§ **EXERCISE INSTRUCTIONS**:
Only the lines from the one containing "Query: stethoscope tubing" through the last line of the data are to be written out, exactly and in full.

(Dataset excerpts)
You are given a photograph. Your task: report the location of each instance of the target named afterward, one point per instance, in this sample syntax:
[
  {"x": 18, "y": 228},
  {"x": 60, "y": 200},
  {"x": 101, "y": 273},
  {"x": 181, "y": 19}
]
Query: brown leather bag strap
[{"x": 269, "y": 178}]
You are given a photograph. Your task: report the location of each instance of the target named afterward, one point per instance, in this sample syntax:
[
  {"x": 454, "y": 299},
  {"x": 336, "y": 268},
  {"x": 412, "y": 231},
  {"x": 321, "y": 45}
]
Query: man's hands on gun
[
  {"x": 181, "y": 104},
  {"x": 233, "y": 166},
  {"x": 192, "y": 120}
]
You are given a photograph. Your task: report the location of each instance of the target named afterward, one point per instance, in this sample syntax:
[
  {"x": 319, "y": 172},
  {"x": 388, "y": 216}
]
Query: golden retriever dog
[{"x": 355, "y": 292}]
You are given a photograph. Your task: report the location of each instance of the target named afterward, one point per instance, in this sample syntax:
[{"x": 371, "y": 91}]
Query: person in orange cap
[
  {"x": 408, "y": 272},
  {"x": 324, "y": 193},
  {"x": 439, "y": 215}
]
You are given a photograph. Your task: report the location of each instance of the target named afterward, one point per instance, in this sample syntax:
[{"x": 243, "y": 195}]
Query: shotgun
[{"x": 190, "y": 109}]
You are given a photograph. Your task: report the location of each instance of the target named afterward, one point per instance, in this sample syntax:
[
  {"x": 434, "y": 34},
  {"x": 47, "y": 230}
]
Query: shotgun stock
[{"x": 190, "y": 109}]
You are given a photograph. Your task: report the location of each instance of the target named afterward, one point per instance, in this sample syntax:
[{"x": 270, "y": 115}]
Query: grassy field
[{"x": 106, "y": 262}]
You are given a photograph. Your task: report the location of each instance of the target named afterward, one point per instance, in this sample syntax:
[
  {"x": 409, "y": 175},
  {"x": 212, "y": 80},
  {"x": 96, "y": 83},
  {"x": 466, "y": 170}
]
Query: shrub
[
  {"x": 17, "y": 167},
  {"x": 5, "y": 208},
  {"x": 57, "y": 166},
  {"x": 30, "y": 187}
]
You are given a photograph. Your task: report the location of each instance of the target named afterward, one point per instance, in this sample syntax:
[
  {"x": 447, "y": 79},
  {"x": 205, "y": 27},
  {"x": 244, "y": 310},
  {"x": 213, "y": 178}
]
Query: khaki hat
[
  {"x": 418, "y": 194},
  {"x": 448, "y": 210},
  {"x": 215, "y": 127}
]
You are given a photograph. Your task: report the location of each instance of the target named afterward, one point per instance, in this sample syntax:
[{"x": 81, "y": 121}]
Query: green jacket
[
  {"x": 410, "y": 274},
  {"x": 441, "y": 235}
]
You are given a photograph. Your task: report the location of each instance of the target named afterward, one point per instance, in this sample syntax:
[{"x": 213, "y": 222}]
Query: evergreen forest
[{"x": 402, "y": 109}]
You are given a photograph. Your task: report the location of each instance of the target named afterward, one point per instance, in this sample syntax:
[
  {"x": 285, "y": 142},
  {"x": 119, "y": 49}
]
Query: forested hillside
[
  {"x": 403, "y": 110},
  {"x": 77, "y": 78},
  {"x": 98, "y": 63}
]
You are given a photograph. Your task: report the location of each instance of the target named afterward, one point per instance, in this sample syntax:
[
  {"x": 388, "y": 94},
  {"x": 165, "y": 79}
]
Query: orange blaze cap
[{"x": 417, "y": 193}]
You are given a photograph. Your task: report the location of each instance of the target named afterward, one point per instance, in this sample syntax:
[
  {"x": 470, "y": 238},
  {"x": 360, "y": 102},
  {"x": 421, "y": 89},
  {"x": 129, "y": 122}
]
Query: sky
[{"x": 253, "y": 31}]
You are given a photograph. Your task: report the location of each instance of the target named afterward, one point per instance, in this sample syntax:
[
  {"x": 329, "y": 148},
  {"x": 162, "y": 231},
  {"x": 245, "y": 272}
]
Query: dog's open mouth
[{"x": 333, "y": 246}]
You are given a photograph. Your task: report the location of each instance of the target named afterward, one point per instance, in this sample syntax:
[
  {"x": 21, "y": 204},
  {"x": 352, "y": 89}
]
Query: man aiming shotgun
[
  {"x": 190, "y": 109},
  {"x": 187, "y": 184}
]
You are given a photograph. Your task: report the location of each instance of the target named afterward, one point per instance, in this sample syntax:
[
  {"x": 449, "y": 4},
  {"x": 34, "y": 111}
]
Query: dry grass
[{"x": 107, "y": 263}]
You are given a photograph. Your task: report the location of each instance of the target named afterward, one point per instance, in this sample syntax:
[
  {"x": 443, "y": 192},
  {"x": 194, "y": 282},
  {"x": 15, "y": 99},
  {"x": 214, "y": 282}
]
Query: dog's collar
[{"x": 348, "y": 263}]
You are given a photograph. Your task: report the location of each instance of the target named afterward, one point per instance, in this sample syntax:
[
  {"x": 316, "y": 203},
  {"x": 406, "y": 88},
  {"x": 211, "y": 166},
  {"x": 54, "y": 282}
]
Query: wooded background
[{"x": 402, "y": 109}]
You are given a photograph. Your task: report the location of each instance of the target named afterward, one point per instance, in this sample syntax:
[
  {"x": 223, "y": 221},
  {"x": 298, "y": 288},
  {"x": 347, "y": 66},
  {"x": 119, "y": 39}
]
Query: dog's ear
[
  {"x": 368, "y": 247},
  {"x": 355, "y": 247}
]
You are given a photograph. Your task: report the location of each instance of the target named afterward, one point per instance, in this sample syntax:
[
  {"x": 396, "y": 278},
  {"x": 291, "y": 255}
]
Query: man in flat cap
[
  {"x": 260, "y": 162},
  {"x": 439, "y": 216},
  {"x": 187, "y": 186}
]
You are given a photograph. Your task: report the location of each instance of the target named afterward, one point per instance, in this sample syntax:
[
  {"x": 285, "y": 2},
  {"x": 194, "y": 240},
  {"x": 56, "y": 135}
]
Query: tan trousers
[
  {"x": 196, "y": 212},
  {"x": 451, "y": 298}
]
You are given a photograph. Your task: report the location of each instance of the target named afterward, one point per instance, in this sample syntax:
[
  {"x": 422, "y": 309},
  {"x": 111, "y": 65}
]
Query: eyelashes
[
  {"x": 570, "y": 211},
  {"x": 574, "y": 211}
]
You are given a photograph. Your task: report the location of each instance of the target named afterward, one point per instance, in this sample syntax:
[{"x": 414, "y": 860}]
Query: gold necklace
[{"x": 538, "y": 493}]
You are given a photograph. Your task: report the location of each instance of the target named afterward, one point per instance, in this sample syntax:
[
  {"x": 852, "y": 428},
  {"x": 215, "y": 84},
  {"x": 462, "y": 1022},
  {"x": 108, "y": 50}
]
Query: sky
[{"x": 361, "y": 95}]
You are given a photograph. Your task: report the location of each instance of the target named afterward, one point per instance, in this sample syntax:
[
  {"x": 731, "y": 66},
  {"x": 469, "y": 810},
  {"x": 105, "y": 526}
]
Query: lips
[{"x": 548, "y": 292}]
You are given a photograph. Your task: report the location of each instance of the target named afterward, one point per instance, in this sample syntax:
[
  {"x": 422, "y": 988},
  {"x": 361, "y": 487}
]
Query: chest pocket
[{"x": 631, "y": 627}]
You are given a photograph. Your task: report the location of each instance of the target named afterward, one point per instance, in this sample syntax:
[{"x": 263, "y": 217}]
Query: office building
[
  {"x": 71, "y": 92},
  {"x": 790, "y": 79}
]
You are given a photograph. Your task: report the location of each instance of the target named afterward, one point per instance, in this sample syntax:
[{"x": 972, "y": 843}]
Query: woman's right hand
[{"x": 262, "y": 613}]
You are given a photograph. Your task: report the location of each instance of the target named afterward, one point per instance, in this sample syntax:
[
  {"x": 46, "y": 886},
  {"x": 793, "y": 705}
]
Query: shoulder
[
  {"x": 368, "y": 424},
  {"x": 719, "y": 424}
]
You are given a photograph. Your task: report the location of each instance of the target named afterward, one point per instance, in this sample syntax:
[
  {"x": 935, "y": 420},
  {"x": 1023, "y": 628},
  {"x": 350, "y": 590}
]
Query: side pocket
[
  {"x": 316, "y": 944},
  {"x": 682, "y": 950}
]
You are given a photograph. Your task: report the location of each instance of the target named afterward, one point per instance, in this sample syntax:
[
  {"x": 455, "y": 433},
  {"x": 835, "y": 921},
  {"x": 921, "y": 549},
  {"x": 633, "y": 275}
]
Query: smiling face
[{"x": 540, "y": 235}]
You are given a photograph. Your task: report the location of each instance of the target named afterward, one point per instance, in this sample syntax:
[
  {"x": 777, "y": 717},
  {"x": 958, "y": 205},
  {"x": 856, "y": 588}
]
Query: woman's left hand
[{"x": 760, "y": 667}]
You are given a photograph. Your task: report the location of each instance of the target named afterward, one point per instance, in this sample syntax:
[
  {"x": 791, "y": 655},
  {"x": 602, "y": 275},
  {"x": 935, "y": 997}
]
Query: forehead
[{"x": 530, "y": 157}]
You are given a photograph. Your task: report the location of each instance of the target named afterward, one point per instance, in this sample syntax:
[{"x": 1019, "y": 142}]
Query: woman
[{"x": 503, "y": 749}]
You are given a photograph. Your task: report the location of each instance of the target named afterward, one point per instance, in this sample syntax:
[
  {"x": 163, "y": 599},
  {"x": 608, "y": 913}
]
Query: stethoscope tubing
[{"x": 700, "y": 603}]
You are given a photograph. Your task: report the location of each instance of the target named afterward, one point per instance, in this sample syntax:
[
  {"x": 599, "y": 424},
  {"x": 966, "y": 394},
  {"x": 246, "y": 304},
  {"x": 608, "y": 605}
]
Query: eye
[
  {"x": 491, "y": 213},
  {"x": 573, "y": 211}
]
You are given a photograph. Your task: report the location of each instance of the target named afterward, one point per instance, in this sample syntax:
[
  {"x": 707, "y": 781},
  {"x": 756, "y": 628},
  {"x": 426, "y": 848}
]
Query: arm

§ **EXERCISE RESPONSE**:
Query: stethoscope tubing
[{"x": 700, "y": 603}]
You are given a photograph. Your task: report the location of each instance of the target named afterward, one point per instance, in this sample syntax:
[
  {"x": 599, "y": 424},
  {"x": 966, "y": 394},
  {"x": 246, "y": 304},
  {"x": 608, "y": 605}
]
Query: eye
[
  {"x": 491, "y": 213},
  {"x": 573, "y": 211}
]
You are given a photograph. Your task: report the location of each instance of the target named afterward, one point per instance, in this sample syntax:
[
  {"x": 707, "y": 781},
  {"x": 756, "y": 628},
  {"x": 426, "y": 848}
]
Query: arm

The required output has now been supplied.